Records shown:

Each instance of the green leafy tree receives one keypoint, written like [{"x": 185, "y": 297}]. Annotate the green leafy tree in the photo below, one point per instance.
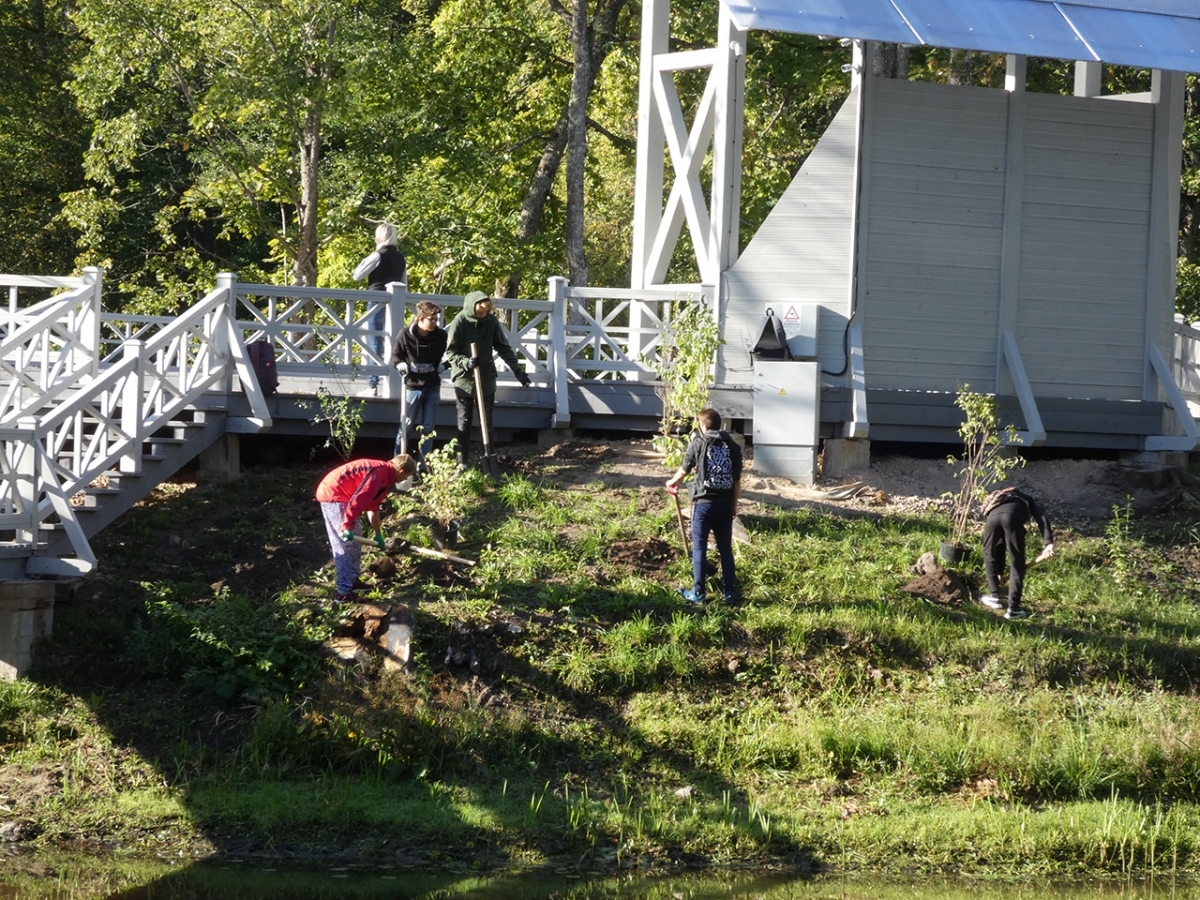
[
  {"x": 41, "y": 136},
  {"x": 985, "y": 460},
  {"x": 684, "y": 367},
  {"x": 210, "y": 125}
]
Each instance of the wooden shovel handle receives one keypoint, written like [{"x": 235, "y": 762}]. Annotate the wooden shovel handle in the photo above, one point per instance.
[{"x": 479, "y": 399}]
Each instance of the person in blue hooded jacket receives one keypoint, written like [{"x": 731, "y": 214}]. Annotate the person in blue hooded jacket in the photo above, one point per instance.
[{"x": 477, "y": 325}]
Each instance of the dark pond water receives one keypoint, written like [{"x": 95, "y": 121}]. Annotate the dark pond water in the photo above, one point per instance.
[{"x": 39, "y": 879}]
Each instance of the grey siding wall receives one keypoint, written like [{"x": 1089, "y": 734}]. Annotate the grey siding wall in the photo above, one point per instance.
[
  {"x": 930, "y": 262},
  {"x": 933, "y": 256},
  {"x": 1084, "y": 246},
  {"x": 802, "y": 253}
]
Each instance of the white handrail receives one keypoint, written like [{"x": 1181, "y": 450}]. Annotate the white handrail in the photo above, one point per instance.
[{"x": 82, "y": 390}]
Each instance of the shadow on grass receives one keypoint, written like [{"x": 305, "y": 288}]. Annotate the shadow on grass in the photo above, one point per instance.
[{"x": 198, "y": 645}]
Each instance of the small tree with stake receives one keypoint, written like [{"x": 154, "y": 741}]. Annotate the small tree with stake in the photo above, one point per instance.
[
  {"x": 984, "y": 462},
  {"x": 684, "y": 369}
]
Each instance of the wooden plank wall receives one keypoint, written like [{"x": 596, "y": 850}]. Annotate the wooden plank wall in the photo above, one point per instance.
[
  {"x": 1081, "y": 309},
  {"x": 802, "y": 253},
  {"x": 930, "y": 263}
]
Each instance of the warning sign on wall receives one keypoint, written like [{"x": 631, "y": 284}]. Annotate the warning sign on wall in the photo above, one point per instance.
[{"x": 799, "y": 327}]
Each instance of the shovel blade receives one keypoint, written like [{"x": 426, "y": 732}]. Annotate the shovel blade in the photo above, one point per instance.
[{"x": 490, "y": 465}]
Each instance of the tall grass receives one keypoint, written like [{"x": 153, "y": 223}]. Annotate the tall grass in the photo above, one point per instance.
[{"x": 831, "y": 718}]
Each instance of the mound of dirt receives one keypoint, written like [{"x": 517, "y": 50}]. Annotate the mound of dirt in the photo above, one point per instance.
[{"x": 941, "y": 587}]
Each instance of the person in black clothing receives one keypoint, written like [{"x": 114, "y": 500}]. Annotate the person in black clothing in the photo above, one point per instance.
[
  {"x": 384, "y": 265},
  {"x": 418, "y": 355},
  {"x": 714, "y": 502},
  {"x": 1008, "y": 511}
]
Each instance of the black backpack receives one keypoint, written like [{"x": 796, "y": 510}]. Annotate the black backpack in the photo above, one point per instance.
[
  {"x": 1002, "y": 496},
  {"x": 262, "y": 359},
  {"x": 715, "y": 469}
]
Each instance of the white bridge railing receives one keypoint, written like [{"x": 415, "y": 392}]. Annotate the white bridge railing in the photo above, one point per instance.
[
  {"x": 1186, "y": 363},
  {"x": 82, "y": 390}
]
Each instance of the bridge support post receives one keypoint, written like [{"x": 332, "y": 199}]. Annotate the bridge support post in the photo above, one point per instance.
[
  {"x": 27, "y": 612},
  {"x": 221, "y": 460}
]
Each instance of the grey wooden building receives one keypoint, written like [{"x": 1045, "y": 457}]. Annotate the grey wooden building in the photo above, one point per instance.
[{"x": 1020, "y": 243}]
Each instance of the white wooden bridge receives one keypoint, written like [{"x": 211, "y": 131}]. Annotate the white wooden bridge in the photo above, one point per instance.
[{"x": 97, "y": 408}]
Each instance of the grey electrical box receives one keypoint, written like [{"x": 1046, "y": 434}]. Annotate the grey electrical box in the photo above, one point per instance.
[{"x": 786, "y": 418}]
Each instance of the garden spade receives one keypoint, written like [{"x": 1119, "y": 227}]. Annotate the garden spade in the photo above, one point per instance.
[
  {"x": 491, "y": 466},
  {"x": 400, "y": 546},
  {"x": 683, "y": 533},
  {"x": 407, "y": 484}
]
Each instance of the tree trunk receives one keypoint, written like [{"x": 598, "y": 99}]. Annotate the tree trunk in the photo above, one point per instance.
[
  {"x": 543, "y": 181},
  {"x": 304, "y": 268},
  {"x": 589, "y": 46},
  {"x": 582, "y": 79}
]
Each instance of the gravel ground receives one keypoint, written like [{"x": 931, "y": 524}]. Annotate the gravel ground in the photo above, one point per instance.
[{"x": 1077, "y": 493}]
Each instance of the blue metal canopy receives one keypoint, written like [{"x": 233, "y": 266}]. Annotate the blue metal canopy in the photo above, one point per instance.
[{"x": 1146, "y": 34}]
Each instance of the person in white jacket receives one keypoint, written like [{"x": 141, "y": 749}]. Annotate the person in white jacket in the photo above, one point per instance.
[{"x": 384, "y": 265}]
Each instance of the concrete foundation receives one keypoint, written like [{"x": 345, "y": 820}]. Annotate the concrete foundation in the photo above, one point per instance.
[
  {"x": 27, "y": 615},
  {"x": 221, "y": 461},
  {"x": 843, "y": 457},
  {"x": 1155, "y": 460}
]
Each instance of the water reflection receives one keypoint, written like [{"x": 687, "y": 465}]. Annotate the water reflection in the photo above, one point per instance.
[{"x": 115, "y": 880}]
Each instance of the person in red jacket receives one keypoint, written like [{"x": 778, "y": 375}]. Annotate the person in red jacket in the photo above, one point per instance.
[{"x": 347, "y": 492}]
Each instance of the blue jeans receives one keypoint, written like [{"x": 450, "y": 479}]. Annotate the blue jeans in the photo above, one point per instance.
[
  {"x": 423, "y": 412},
  {"x": 713, "y": 517},
  {"x": 347, "y": 555},
  {"x": 378, "y": 319}
]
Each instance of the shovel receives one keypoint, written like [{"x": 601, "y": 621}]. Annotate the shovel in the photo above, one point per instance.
[
  {"x": 683, "y": 533},
  {"x": 395, "y": 546},
  {"x": 491, "y": 466},
  {"x": 407, "y": 484},
  {"x": 709, "y": 569}
]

What needs to be done: Pictures are excluded; copy all other data exactly as shown.

Expected output:
Each instance of the green leafy tree receives one keypoint, written like [{"x": 185, "y": 297}]. Annotate the green leafy tree in the photo below, one point per instance.
[
  {"x": 41, "y": 136},
  {"x": 985, "y": 460},
  {"x": 684, "y": 367},
  {"x": 210, "y": 125}
]
Each instance of the wooden shovel handle receives one keypoint, written like [{"x": 235, "y": 762}]. Annotate the wooden shovel handle in the photo above, one point per instance.
[{"x": 479, "y": 399}]
Each instance of the person in blue hooded jacket receives one keypoint, written like [{"x": 731, "y": 214}]. Annotate the person in blue hooded jacket in the photo above, one point per instance.
[{"x": 477, "y": 325}]
Each instance of the dark pond water receives one keypoint, written like [{"x": 95, "y": 121}]. Annotate the dark pond water in the photo above, one point per instance.
[{"x": 39, "y": 879}]
Each instance of the grey siding wall receives one keypoint, written like [{"x": 1089, "y": 734}]. Annotate the grey siding wall in the photo above, one point per instance.
[
  {"x": 930, "y": 262},
  {"x": 933, "y": 256},
  {"x": 1084, "y": 246},
  {"x": 802, "y": 253}
]
Each instance of the white handrail receives one keypoint, written like [{"x": 1181, "y": 450}]. Annotate the white handrail in the photo above, one point per instance.
[{"x": 82, "y": 390}]
Each instance of the shadow on grass receives one keypoint, written like [{"x": 305, "y": 288}]. Annotate the shadow on grass in the photo above, one point per instance.
[{"x": 198, "y": 645}]
Each instance of the small tree with stake receives one keypoint, written like [{"x": 154, "y": 741}]. Annotate the small tree with stake in the photo above, one point per instance.
[
  {"x": 984, "y": 462},
  {"x": 684, "y": 369}
]
Each instance of the wooden plank wall receives one keypoint, written like [{"x": 596, "y": 850}]. Annotate the wooden plank wall in the photo above, one point per instance.
[
  {"x": 1081, "y": 309},
  {"x": 802, "y": 253},
  {"x": 930, "y": 263}
]
Each instance of the warning sign on wall receives one keypoint, written like [{"x": 631, "y": 284}]. Annotate the warning sign on wall in the photo above, one point per instance.
[{"x": 799, "y": 327}]
Each instance of the shovel blade receives one keypoint, written like [{"x": 426, "y": 732}]. Annotate the shovel blade in the photo above, one point per instance.
[{"x": 490, "y": 465}]
Each instance of the tall grass receives one keypoint, written like [{"x": 153, "y": 223}]. Annotate the tall grass in the photo above, one point per instance.
[{"x": 831, "y": 718}]
Each instance of the mound of dirt receives one keypoint, written like [{"x": 517, "y": 50}]. Annotate the mound of dirt in the photo above, one point per instance.
[{"x": 941, "y": 587}]
Each instance of the person in black clothing receives one keypoint, written like [{"x": 114, "y": 500}]. Annotate the person in black clothing in the photo above, one point per instance.
[
  {"x": 384, "y": 265},
  {"x": 418, "y": 355},
  {"x": 714, "y": 502},
  {"x": 1008, "y": 511}
]
Each instance of the black backpack receives one keypoint, written like [{"x": 796, "y": 510}]. Annotate the black backpack in the photo above, one point per instance.
[
  {"x": 1002, "y": 496},
  {"x": 262, "y": 359},
  {"x": 715, "y": 469}
]
Each instance of the white bridge railing receives one keypoint, written like [{"x": 415, "y": 392}]. Annotate the white bridge railing in the photo above, one point per instance.
[
  {"x": 1186, "y": 363},
  {"x": 82, "y": 390}
]
Each instance of the bridge support post receives one keypoint, written like [{"x": 332, "y": 199}]. Annotate the bridge support post in the photo above, one point per instance.
[
  {"x": 27, "y": 612},
  {"x": 221, "y": 460}
]
Each instance of the grey wooden building receives one keypoint, written like [{"x": 1045, "y": 457}]. Annotate the grey wooden building in the photo above, one point per instance.
[{"x": 1020, "y": 243}]
Each instance of the white wooden bridge receives one keypoint, written like [{"x": 211, "y": 131}]. Annotate the white wooden bridge in the photo above, one point per instance.
[{"x": 97, "y": 408}]
Each instance of the grey electrical box receives one keypoint, written like [{"x": 1046, "y": 434}]. Annotate the grey electrical box in the photo above, one point per instance.
[{"x": 786, "y": 418}]
Each instance of the garden spade receives one keypoint, written like [{"x": 1119, "y": 227}]. Annotate the garden spade in the photo above, one point per instance.
[
  {"x": 491, "y": 466},
  {"x": 400, "y": 546},
  {"x": 683, "y": 533},
  {"x": 407, "y": 484}
]
Each instance of the tree trunk receives one keypoint, written like [{"x": 598, "y": 99}]. Annotate the tree trunk in the photo above, one point per instance.
[
  {"x": 543, "y": 181},
  {"x": 304, "y": 268},
  {"x": 589, "y": 46},
  {"x": 582, "y": 79}
]
Each instance of the gravel ground receives one keypoint, written like [{"x": 931, "y": 524}]. Annotate the gravel ground in the photo above, one point per instance.
[{"x": 1077, "y": 493}]
Each instance of the blue metal canopy receives one keypoint, written like [{"x": 233, "y": 266}]. Annotate the blue metal canopy in the photo above, one point per instance.
[{"x": 1146, "y": 34}]
Each instance of the person in white jacket receives one keypoint, written like [{"x": 141, "y": 749}]. Annotate the person in white jacket in the photo above, one point per instance.
[{"x": 384, "y": 265}]
Each instance of the concrete foundation receives one keypoint, written like [{"x": 345, "y": 820}]. Annotate the concrete foundation in the photo above, one point per instance.
[
  {"x": 27, "y": 615},
  {"x": 221, "y": 461},
  {"x": 843, "y": 457},
  {"x": 1155, "y": 460}
]
Each instance of the water reflection receives one keypoint, written like [{"x": 687, "y": 465}]. Annotate the water reflection in the photo above, one point per instance.
[{"x": 115, "y": 880}]
Each instance of the person in red jacket receives one keypoint, written like [{"x": 778, "y": 375}]. Annotate the person in red jacket in the photo above, one point per instance.
[{"x": 347, "y": 492}]
Each instance of the blue jeans receives one keypoint, written like [{"x": 450, "y": 479}]. Annotate the blue jeans in the photo above, one point per instance.
[
  {"x": 423, "y": 412},
  {"x": 713, "y": 517},
  {"x": 347, "y": 555},
  {"x": 378, "y": 319}
]
Each instance of the shovel receives one keypoint, written like [{"x": 601, "y": 621}]. Annotate the shovel in the photo above, one point per instance.
[
  {"x": 683, "y": 533},
  {"x": 395, "y": 546},
  {"x": 491, "y": 466},
  {"x": 407, "y": 484},
  {"x": 709, "y": 569}
]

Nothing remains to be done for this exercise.